### Written problem A
Which record label released the song described in the song page?
### Written problem B
In the song page, rewrite the paragraph beginning "'Lions in the Wild' is a song recorded by" as a short bulleted list that keeps its main facts.
### Written problem C
Copy out the part of the song page starting with "Martin Garrix singles" and going on through "27 May 2016.".

### Text block
============
Single by Martin Garrix and Third Party

from the album Hope
- Released: 27 May 2016
- Recorded: 2016
- Genre: Progressive house; big room house;
- Length: 3:31 (radio edit); 4:22 (original mix);
- Label: Stmpd
- Songwriters: Martijn Garritsen; Harry Bass; Jonnie Macaire; Max McElligott;
- Producers: Martin Garrix; Third Party;

Martin Garrix singles chronology
| "Now That I've Found You" (2016) | "Lions in the Wild" (2016) | "Oops" (2016) |

Third Party singles chronology
| "Real Sound" (2016) | "Lions in the Wild" (2016) | "Never Let You Go" (2016) |

Music video
- "Lions in the Wild" on YouTube

= Lions in the Wild =

"Lions in the Wild" is a song recorded by Dutch DJ and record producer Martin Garrix and British DJ and production duo Third Party. It features the uncredited vocals of British singer Max McElligott, formerly of the group Wolf Gang. It was released on streaming services after he premiered the song at Ultra Music Festival 2016 on 27 May 2016.
============
Dataset rows on where objects appear:
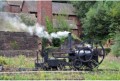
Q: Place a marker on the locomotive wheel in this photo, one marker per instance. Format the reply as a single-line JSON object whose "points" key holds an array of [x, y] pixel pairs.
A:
{"points": [[77, 64], [85, 57]]}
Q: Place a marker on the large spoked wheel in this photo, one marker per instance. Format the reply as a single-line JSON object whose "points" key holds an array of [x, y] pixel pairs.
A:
{"points": [[96, 55]]}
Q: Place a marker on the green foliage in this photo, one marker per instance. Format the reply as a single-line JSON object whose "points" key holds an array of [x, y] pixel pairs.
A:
{"points": [[116, 47], [56, 42], [100, 20], [49, 26], [14, 45], [27, 20], [2, 61], [96, 24]]}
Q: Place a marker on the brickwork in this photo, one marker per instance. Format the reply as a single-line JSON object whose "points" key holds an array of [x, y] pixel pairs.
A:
{"points": [[17, 43]]}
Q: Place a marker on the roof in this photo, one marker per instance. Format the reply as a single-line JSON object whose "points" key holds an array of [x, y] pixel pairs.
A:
{"points": [[71, 23], [57, 8], [32, 6], [63, 8]]}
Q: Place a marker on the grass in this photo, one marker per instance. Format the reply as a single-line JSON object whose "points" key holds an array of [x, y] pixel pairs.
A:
{"points": [[104, 75], [110, 62], [44, 76], [19, 62]]}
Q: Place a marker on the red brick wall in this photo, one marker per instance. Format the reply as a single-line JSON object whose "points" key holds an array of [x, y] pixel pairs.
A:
{"points": [[44, 10], [24, 8]]}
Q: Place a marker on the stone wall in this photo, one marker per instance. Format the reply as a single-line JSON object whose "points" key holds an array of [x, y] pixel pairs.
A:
{"points": [[16, 43]]}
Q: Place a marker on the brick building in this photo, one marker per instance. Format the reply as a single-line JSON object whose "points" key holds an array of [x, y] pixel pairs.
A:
{"points": [[43, 9]]}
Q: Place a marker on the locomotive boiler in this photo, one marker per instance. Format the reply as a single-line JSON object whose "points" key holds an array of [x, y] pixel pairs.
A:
{"points": [[87, 54]]}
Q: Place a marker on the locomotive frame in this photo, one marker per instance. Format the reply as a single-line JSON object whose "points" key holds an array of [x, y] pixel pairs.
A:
{"points": [[88, 54]]}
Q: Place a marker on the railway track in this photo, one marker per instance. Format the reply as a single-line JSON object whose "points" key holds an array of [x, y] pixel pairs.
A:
{"points": [[28, 71]]}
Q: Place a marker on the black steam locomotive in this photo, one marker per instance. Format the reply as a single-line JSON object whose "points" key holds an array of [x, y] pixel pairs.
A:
{"points": [[88, 54]]}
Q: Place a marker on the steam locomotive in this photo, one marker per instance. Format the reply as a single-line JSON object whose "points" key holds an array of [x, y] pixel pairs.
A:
{"points": [[87, 54]]}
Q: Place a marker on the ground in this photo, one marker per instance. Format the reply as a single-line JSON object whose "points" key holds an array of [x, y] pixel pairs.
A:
{"points": [[109, 64]]}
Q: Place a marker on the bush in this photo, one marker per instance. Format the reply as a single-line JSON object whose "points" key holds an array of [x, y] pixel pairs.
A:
{"points": [[56, 42], [115, 49], [2, 61]]}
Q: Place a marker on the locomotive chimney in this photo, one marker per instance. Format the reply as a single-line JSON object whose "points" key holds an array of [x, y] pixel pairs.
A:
{"points": [[70, 41]]}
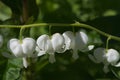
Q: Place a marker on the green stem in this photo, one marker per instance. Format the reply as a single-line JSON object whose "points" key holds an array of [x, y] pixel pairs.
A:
{"points": [[20, 34], [63, 25], [107, 42], [50, 30]]}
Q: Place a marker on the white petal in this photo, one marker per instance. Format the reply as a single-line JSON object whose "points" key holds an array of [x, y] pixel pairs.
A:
{"points": [[69, 40], [81, 40], [75, 54], [28, 46], [105, 68], [112, 56], [7, 55], [99, 54], [15, 47], [52, 58], [25, 63], [58, 43], [90, 47]]}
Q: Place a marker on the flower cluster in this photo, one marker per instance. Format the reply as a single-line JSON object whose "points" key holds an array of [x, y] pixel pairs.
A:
{"points": [[45, 44]]}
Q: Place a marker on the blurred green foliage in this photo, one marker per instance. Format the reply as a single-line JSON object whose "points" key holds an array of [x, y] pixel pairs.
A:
{"points": [[103, 14]]}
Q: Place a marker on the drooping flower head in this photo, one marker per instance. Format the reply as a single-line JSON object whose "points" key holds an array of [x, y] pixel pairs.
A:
{"points": [[107, 57]]}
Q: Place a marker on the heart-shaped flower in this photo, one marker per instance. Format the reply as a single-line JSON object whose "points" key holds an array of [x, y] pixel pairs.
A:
{"points": [[82, 42], [23, 49], [107, 57], [45, 44]]}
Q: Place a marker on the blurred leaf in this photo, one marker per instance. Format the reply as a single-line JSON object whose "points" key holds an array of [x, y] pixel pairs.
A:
{"points": [[13, 69], [94, 38]]}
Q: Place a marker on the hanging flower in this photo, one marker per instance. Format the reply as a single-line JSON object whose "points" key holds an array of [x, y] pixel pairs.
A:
{"points": [[82, 42], [22, 49], [70, 43], [1, 40], [58, 43], [107, 57]]}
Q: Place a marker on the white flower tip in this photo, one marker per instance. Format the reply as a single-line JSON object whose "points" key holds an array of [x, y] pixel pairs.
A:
{"points": [[1, 40], [105, 69], [7, 55], [25, 63], [52, 58], [117, 65], [75, 56], [112, 56]]}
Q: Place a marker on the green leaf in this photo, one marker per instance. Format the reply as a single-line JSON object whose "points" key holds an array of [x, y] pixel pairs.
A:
{"points": [[13, 71]]}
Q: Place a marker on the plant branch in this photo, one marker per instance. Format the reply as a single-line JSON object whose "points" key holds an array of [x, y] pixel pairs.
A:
{"points": [[77, 24]]}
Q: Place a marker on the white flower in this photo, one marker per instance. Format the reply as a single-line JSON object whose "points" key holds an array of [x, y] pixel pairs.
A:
{"points": [[110, 56], [82, 42], [23, 49], [1, 40], [69, 40], [70, 43], [44, 45]]}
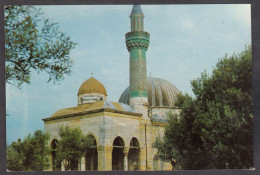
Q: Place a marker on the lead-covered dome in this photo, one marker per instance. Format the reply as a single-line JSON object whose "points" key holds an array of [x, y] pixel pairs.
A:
{"points": [[160, 93]]}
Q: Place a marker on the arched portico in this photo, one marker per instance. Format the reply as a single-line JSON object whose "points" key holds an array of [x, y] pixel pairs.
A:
{"points": [[91, 157], [54, 164], [134, 155], [118, 154]]}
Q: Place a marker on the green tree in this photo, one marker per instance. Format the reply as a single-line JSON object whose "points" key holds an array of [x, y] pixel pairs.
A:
{"points": [[214, 129], [32, 43], [71, 147], [31, 154]]}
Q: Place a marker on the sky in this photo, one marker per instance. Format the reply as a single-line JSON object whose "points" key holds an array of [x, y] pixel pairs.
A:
{"points": [[185, 40]]}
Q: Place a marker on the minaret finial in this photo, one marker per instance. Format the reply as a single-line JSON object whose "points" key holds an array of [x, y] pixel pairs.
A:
{"points": [[136, 10], [137, 19]]}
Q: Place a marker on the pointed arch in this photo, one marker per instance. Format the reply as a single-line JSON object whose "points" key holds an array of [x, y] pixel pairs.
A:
{"points": [[134, 155], [55, 165], [91, 156], [118, 154]]}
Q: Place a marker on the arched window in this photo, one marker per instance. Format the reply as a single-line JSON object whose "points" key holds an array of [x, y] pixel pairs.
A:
{"points": [[55, 165], [155, 163], [81, 100], [118, 154], [92, 155], [134, 155]]}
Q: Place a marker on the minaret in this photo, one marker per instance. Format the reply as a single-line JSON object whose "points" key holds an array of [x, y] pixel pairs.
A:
{"points": [[137, 42]]}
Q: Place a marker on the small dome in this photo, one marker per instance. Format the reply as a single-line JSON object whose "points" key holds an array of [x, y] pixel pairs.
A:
{"points": [[160, 93], [92, 86]]}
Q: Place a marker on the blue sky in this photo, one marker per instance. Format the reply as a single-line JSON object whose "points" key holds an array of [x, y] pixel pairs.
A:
{"points": [[185, 40]]}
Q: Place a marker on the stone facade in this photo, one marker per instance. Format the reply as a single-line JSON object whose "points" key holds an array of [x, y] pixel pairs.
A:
{"points": [[106, 127], [123, 133]]}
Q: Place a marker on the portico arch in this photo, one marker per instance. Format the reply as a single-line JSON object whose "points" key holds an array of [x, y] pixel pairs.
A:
{"points": [[91, 154], [134, 155], [118, 154], [55, 165]]}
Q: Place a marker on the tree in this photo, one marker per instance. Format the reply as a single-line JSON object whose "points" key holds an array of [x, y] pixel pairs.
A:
{"points": [[71, 147], [214, 129], [32, 43], [31, 154]]}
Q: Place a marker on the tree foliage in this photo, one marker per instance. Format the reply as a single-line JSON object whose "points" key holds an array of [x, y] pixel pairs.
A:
{"points": [[31, 154], [32, 43], [71, 147], [214, 129]]}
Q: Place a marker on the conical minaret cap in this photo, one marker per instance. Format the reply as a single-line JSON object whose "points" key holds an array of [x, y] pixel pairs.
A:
{"points": [[136, 10]]}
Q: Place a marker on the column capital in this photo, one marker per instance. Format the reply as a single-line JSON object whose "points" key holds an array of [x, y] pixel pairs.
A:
{"points": [[104, 148], [126, 151]]}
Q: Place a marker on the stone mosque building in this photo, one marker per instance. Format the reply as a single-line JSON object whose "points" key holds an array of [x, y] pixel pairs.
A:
{"points": [[123, 131]]}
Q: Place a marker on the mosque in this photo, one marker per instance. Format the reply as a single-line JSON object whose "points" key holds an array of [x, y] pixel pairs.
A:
{"points": [[123, 131]]}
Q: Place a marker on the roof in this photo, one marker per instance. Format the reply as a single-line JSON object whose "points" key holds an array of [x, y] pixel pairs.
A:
{"points": [[136, 10], [161, 93], [94, 108], [92, 86]]}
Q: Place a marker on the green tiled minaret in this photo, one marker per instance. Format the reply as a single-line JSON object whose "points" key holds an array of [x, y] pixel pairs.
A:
{"points": [[137, 42]]}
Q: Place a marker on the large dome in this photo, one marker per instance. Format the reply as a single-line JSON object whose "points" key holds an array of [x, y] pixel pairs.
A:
{"points": [[160, 93], [92, 86]]}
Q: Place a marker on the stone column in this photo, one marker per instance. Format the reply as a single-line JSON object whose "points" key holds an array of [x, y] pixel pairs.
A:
{"points": [[92, 161], [62, 165], [126, 150], [83, 163], [104, 158]]}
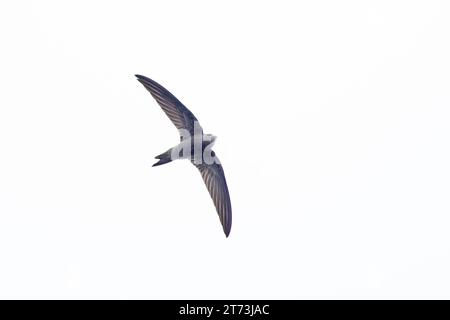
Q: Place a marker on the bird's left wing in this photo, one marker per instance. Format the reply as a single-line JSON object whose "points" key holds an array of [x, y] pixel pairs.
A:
{"points": [[180, 116], [214, 178]]}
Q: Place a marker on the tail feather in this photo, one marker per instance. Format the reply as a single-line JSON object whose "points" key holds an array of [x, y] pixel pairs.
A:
{"points": [[163, 158]]}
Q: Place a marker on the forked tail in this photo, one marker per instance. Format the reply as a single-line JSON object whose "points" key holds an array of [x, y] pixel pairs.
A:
{"points": [[163, 158]]}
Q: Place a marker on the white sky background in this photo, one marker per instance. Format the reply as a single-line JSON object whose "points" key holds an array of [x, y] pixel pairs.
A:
{"points": [[333, 128]]}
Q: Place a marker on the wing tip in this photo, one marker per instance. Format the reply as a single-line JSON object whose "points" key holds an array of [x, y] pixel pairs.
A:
{"points": [[227, 230]]}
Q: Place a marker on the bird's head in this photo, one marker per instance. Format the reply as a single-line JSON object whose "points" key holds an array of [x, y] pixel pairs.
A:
{"points": [[210, 138]]}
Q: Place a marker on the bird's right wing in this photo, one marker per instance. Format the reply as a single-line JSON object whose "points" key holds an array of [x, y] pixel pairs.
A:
{"points": [[214, 178], [180, 116]]}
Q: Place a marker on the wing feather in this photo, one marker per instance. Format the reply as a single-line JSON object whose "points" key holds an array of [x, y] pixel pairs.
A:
{"points": [[180, 116], [215, 182]]}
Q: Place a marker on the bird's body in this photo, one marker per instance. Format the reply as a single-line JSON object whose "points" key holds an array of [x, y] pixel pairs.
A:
{"points": [[194, 146]]}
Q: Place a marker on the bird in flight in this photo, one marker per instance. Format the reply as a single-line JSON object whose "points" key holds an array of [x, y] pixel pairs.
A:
{"points": [[194, 146]]}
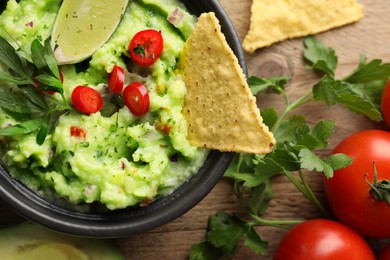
============
### Expected output A
Stmpd

### Expected output B
- "Lions in the Wild" was recorded by Dutch DJ and record producer Martin Garrix and British DJ and production duo Third Party.
- It features uncredited vocals by British singer Max McElligott, formerly of the group Wolf Gang.
- It was released on streaming services after its premiere at Ultra Music Festival 2016, on 27 May 2016.

### Expected output C
Martin Garrix singles chronology
| "Now That I've Found You" (2016) | "Lions in the Wild" (2016) | "Oops" (2016) |

Third Party singles chronology
| "Real Sound" (2016) | "Lions in the Wild" (2016) | "Never Let You Go" (2016) |

Music video
- "Lions in the Wild" on YouTube

= Lions in the Wild =

"Lions in the Wild" is a song recorded by Dutch DJ and record producer Martin Garrix and British DJ and production duo Third Party. It features the uncredited vocals of British singer Max McElligott, formerly of the group Wolf Gang. It was released on streaming services after he premiered the song at Ultra Music Festival 2016 on 27 May 2016.